▶ ЦЕЛЬ ЗАДАНИЯ: Перечислите все национальности, которые упоминаются в последнем абзаце текста о футболе и патриотизме.

▶ ФРАГМЕНТ ТЕКСТА:
------------
В рекламах страховых компаний любят изображать футболистов, приготовившихся к штрафному удару. Сняты они по пояс, в смысле – ниже пояса, ибо кому же интересна верхняя часть футболиста. Вот стоят они и прикрывают свои гениталии. Но прикрывай не прикрывай, а помни: поражение твоей команды в любом случае обернется хоть и символической, но безвозвратной потерей, потерей либидо. Кастрацией, говоря проще. Да не твоей кастрацией, дурачок, кому ты нужен. Это будет кастрация твоей родины, державы, если угодно. Помни об этом, помни о пограничной полосе за твоей спиной. Плотней и надежней заслоняй наиболее чувствительные органы своего родного государства.
Нет, футбол – это не игра. Это, как и война, продолжение политики другими средствами. Это национальная идея. Можно вослед известной формуле сказать, что футбол как один из исторически сложившихся эрзацев патриотизма есть последнее прибежище негодяев. Сказать так можно, и это даже довольно соблазнительно, особенно если вспомнить о днях одного из недавних мировых чемпионатов, о том, как наша смена, наши юные патриоты, чуть не своротила к чертям собачьим исторический центр столицы своей великой, но незадачливой родины, уже в который раз поруганной азиатами “с раскосыми и жадными очами”.
Но обобщать неправильно. Как неправильно валить в одну кучу разные типы патриотизмов. Да, футбол – мощный провокатор иррациональной агрессивности. Но он же, пусть и в куда более редких случаях, стимулятор благородных порывов. В общем, каково состояние общества, таков и пафос общественного энтузиазма.
Интеллектуалы всех стран нечасто бывают заядлыми болельщиками. А те, кто бывает, не склонны, как правило, соотносить свои футбольные переживания с подъемами и спадами национального духа, а тем более с текущей политической конъюнктурой. Впрочем, не всегда. Я помню, как в конце шестидесятых мы все яростно болели за чехов. Правда, это был хоккей, но какая в данном случае разница. Мои знакомые немцы традиционно желают поражения своей футбольной сборной, объясняя это тем, что в случае победы они опасаются взлета “патриотических настроений”. “А чем чреваты в нашей стране патриотические настроения, не надо напоминать”, – прибавляют они. А вот французские интеллектуалы ликовали по поводу победы своей сборной. Эту победу они восприняли как серьезный удар по ксенофобским тенденциям. Еще бы – в те дни национальными героями Франции стали французы “неместного” происхождения.
------------
▶ ИСХОДНЫЕ ДАННЫЕ:
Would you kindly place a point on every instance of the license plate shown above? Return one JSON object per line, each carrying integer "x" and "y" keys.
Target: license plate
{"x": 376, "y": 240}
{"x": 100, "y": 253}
------------
▶ РЕШЕНИЕ: Чехи, немцы, французы.